WORK INSTRUCTIONS:
Rewrite the stretch from the line containing "locate the white washing" through the end of the records, swapping "door knob" for "doorknob" and leaving everything else unchanged.

►

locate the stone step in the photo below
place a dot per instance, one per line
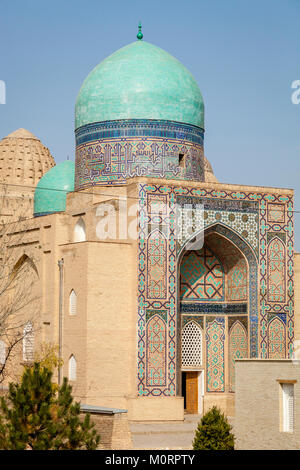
(171, 435)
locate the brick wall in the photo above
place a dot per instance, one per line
(258, 404)
(113, 429)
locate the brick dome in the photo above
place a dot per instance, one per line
(23, 159)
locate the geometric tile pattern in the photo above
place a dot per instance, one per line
(156, 351)
(202, 276)
(265, 221)
(156, 265)
(113, 151)
(215, 368)
(238, 349)
(276, 338)
(191, 345)
(276, 271)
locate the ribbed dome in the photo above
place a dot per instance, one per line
(23, 159)
(51, 191)
(140, 81)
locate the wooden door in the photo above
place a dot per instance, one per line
(192, 392)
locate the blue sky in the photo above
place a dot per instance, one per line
(244, 55)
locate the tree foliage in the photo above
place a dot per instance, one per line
(213, 432)
(36, 416)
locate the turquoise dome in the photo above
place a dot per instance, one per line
(51, 190)
(140, 81)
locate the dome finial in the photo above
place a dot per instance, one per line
(140, 34)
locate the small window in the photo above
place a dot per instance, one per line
(287, 407)
(181, 160)
(79, 231)
(2, 352)
(73, 303)
(28, 342)
(72, 368)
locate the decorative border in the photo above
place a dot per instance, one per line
(259, 308)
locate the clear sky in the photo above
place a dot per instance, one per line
(244, 55)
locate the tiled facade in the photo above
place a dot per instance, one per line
(255, 227)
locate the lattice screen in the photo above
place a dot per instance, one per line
(72, 368)
(73, 303)
(28, 342)
(191, 345)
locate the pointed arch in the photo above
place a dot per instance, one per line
(276, 256)
(28, 342)
(191, 345)
(80, 231)
(2, 352)
(73, 303)
(156, 351)
(238, 349)
(252, 263)
(157, 265)
(276, 339)
(202, 276)
(72, 368)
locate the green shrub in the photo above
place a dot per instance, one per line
(213, 432)
(35, 415)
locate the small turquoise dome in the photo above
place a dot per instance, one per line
(51, 190)
(140, 81)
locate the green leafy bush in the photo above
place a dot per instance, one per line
(213, 432)
(36, 416)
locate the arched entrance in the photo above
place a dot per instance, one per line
(217, 303)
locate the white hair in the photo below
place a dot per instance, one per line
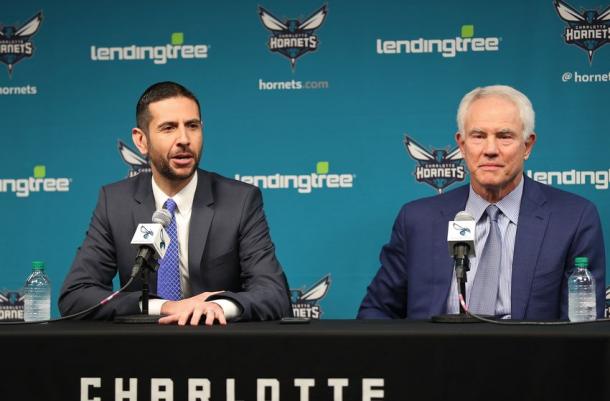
(523, 104)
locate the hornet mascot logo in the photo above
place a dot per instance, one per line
(589, 30)
(136, 163)
(305, 302)
(15, 42)
(293, 38)
(438, 168)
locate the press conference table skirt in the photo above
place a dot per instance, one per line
(322, 360)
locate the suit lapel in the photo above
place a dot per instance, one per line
(533, 221)
(143, 211)
(443, 262)
(201, 219)
(145, 200)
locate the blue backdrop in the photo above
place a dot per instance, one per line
(332, 89)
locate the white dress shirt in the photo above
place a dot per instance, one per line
(507, 221)
(184, 206)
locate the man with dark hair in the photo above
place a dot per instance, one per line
(222, 265)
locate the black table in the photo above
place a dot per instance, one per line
(325, 360)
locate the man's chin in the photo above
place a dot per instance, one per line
(179, 174)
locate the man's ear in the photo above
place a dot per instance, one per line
(459, 139)
(140, 140)
(529, 145)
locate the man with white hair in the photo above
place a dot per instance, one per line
(527, 233)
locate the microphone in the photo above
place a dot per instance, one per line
(460, 235)
(460, 239)
(153, 241)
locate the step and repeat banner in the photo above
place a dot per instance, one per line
(312, 101)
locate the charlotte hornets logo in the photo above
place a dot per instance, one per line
(15, 42)
(292, 38)
(11, 306)
(137, 164)
(305, 302)
(588, 30)
(438, 168)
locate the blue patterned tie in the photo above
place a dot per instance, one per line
(485, 286)
(168, 278)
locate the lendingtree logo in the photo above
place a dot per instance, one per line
(466, 42)
(23, 187)
(159, 54)
(303, 183)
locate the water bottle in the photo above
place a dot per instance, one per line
(581, 293)
(37, 302)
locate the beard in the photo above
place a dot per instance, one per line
(162, 165)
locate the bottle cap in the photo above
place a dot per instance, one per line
(581, 261)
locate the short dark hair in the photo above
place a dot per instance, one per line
(156, 92)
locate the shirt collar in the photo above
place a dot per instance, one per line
(183, 199)
(509, 205)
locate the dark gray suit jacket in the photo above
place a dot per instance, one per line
(229, 249)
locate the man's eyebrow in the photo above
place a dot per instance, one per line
(170, 123)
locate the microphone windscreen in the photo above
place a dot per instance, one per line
(463, 216)
(163, 217)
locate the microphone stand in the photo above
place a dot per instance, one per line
(145, 262)
(461, 266)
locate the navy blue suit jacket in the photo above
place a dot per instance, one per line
(229, 249)
(554, 227)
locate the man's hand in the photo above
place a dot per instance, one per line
(193, 308)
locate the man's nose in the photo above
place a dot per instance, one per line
(183, 135)
(491, 146)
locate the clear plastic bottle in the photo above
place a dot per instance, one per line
(581, 293)
(37, 302)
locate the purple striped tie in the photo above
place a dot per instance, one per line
(168, 278)
(484, 294)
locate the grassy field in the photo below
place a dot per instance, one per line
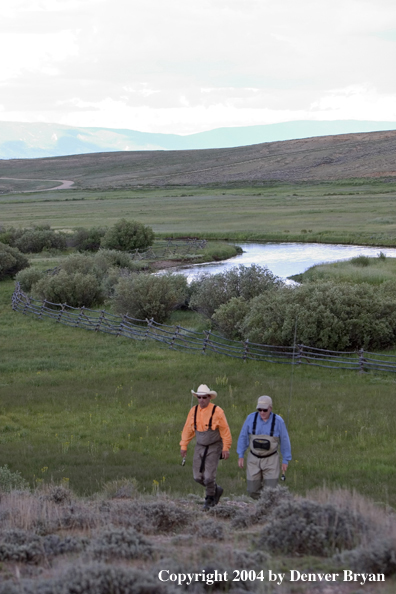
(360, 269)
(359, 212)
(89, 408)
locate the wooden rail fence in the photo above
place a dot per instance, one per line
(207, 342)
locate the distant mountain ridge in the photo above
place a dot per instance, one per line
(19, 140)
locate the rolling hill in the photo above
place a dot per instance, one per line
(347, 156)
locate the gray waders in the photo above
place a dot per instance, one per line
(207, 455)
(263, 465)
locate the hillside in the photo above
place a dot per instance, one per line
(348, 156)
(32, 140)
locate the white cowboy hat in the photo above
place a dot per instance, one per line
(204, 390)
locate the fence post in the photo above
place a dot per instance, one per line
(100, 320)
(362, 361)
(61, 312)
(246, 350)
(149, 324)
(205, 342)
(42, 309)
(300, 353)
(174, 337)
(121, 326)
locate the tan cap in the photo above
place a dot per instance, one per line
(203, 390)
(264, 402)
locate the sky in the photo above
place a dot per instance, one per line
(186, 66)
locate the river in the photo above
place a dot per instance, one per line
(286, 259)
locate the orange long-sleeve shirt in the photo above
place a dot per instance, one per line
(219, 421)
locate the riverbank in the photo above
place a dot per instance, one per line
(347, 212)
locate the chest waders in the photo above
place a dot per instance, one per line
(207, 454)
(263, 460)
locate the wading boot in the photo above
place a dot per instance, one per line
(218, 494)
(209, 502)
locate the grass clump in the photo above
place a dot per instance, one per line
(122, 543)
(10, 481)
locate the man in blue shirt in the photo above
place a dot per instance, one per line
(263, 432)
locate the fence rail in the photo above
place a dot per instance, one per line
(207, 342)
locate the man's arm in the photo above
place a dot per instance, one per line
(243, 442)
(187, 433)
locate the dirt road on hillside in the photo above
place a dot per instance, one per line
(65, 184)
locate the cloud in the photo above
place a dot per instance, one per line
(182, 64)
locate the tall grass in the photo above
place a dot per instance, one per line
(361, 269)
(89, 408)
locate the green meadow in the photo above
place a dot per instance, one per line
(86, 408)
(361, 269)
(351, 211)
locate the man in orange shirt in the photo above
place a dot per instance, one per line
(208, 423)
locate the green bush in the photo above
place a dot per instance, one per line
(76, 290)
(329, 316)
(28, 277)
(87, 240)
(10, 481)
(11, 261)
(127, 236)
(360, 261)
(148, 296)
(106, 259)
(229, 317)
(211, 291)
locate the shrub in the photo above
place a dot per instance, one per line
(10, 481)
(149, 296)
(165, 516)
(229, 317)
(329, 316)
(87, 240)
(83, 263)
(58, 494)
(361, 261)
(74, 289)
(211, 291)
(210, 529)
(127, 236)
(39, 238)
(121, 488)
(120, 543)
(379, 556)
(21, 546)
(106, 259)
(11, 261)
(28, 277)
(302, 527)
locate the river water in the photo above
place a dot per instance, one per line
(286, 259)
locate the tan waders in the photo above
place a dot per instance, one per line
(263, 465)
(207, 454)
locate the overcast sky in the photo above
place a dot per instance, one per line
(185, 66)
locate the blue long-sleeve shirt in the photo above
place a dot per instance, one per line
(264, 428)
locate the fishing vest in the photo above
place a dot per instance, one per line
(210, 436)
(263, 446)
(206, 438)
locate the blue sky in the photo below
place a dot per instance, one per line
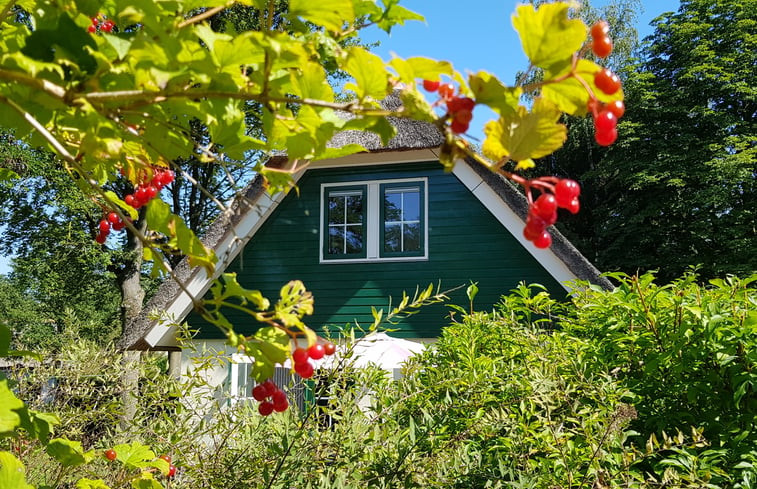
(475, 35)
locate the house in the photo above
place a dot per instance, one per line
(365, 228)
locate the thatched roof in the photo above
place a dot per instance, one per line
(411, 135)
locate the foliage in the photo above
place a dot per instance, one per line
(689, 354)
(679, 187)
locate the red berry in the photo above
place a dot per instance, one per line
(602, 46)
(167, 177)
(316, 351)
(459, 127)
(269, 387)
(300, 355)
(605, 121)
(305, 370)
(259, 392)
(151, 192)
(265, 408)
(617, 107)
(565, 191)
(607, 81)
(446, 91)
(431, 85)
(574, 206)
(544, 240)
(600, 29)
(605, 138)
(545, 206)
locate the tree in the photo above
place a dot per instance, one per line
(679, 187)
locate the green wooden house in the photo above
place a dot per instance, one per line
(363, 229)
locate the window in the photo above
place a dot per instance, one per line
(376, 220)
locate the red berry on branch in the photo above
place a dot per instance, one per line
(431, 85)
(600, 29)
(602, 46)
(545, 206)
(607, 81)
(605, 121)
(446, 91)
(300, 355)
(617, 107)
(316, 351)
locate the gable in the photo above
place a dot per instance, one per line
(465, 243)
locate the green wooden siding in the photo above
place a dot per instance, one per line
(466, 243)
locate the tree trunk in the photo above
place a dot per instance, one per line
(132, 298)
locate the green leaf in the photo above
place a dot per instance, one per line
(69, 453)
(9, 404)
(526, 135)
(12, 472)
(331, 14)
(369, 73)
(488, 90)
(570, 94)
(7, 174)
(547, 34)
(91, 484)
(160, 218)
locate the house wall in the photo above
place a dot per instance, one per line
(465, 243)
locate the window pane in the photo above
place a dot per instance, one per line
(392, 206)
(411, 208)
(392, 237)
(336, 240)
(412, 237)
(336, 210)
(354, 209)
(354, 237)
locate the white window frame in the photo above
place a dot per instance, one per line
(373, 221)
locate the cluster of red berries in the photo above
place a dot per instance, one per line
(542, 212)
(111, 455)
(148, 189)
(111, 221)
(271, 398)
(100, 23)
(605, 116)
(301, 357)
(459, 108)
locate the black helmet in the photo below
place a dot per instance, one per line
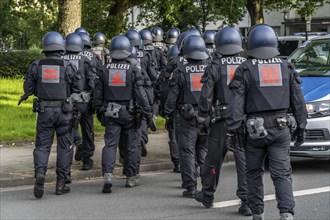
(134, 37)
(209, 36)
(120, 47)
(262, 42)
(134, 53)
(172, 35)
(53, 41)
(157, 34)
(228, 41)
(195, 48)
(81, 30)
(99, 38)
(146, 36)
(172, 52)
(183, 36)
(73, 43)
(195, 31)
(86, 39)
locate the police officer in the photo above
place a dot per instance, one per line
(209, 37)
(185, 88)
(83, 96)
(51, 80)
(175, 59)
(172, 54)
(149, 76)
(213, 102)
(157, 38)
(264, 88)
(159, 61)
(119, 96)
(171, 37)
(84, 146)
(81, 30)
(99, 41)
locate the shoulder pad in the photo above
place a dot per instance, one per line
(132, 61)
(149, 47)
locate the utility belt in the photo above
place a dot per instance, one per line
(83, 97)
(257, 124)
(40, 105)
(113, 108)
(219, 112)
(188, 111)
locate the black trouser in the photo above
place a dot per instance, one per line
(172, 141)
(86, 121)
(144, 130)
(192, 139)
(50, 121)
(277, 146)
(114, 130)
(216, 153)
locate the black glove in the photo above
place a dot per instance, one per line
(200, 119)
(299, 137)
(169, 124)
(23, 98)
(231, 141)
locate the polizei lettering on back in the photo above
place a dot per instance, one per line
(232, 60)
(266, 61)
(195, 68)
(72, 57)
(118, 66)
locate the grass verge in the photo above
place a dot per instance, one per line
(18, 123)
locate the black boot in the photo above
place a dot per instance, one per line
(206, 201)
(87, 165)
(61, 188)
(79, 152)
(144, 151)
(68, 178)
(107, 183)
(39, 185)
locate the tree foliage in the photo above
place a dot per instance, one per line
(187, 13)
(24, 22)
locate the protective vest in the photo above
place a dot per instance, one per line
(269, 85)
(100, 53)
(160, 45)
(193, 72)
(226, 69)
(51, 83)
(141, 58)
(152, 50)
(79, 62)
(210, 48)
(118, 81)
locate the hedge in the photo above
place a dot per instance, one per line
(15, 64)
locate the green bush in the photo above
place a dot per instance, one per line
(15, 64)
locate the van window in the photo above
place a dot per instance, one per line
(287, 47)
(312, 58)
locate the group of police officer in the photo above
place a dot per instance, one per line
(213, 100)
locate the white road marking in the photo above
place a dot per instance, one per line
(272, 197)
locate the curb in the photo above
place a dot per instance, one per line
(78, 175)
(81, 175)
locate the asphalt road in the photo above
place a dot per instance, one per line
(159, 197)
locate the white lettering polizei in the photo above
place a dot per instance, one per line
(195, 68)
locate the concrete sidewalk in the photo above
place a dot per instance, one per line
(17, 169)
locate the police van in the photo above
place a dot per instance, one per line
(312, 61)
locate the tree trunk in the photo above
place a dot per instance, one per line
(254, 8)
(117, 15)
(69, 15)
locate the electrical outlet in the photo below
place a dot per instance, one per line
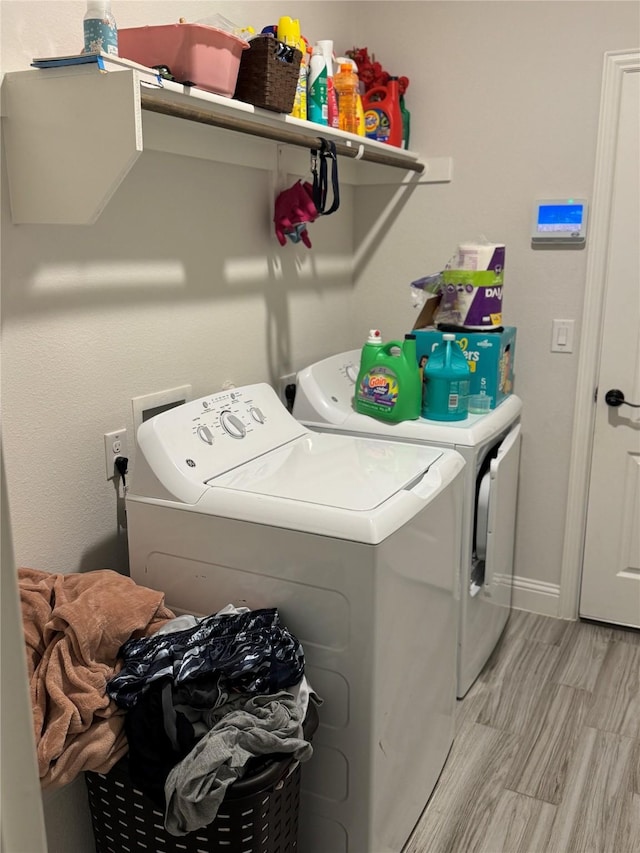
(285, 381)
(115, 444)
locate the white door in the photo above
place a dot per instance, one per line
(610, 587)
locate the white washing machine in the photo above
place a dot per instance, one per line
(490, 444)
(355, 541)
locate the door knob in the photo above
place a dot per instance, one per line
(615, 398)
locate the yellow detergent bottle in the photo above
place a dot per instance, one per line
(389, 386)
(359, 108)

◄

TASK OUTPUT:
locate the white washing machine in the photo above
place a dot per instance, one per line
(490, 444)
(355, 541)
locate the doorknob in the photo above
place a dot per instance, one per line
(615, 398)
locate the yellow detergent bottle in the photo above
place a dot per instance, one per line
(389, 386)
(359, 108)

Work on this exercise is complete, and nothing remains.